* **What the exercise asks**: Your result should be the lines holding the word "officer", copied from the entries below.

* **Data in this exercise**:
=== Begin Enclosure ===
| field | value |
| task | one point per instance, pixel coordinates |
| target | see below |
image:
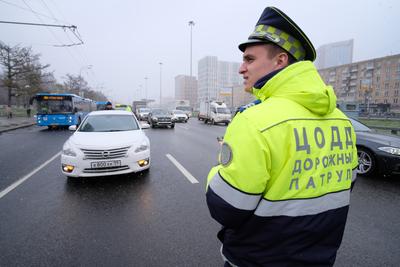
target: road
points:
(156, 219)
=== End Enclosure ===
=== Begin Enclosure ===
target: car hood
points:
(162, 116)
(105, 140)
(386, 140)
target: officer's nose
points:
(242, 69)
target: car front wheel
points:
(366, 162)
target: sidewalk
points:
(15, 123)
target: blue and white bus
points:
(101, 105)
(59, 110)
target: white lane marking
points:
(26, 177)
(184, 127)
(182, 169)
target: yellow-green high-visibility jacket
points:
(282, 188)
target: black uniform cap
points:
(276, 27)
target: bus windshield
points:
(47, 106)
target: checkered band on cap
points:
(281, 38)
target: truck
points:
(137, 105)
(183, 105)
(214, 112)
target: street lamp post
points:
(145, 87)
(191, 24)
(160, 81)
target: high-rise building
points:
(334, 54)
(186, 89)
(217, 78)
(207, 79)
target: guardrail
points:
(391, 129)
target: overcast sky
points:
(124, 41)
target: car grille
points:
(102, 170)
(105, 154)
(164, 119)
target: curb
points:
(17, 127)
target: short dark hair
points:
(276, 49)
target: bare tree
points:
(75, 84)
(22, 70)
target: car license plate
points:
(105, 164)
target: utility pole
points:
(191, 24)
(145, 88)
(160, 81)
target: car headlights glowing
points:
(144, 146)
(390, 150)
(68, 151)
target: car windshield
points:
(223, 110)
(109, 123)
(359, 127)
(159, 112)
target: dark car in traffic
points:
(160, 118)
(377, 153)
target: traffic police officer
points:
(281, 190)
=== End Enclosure ===
* **Answer space**:
target: officer's nose
target: traffic police officer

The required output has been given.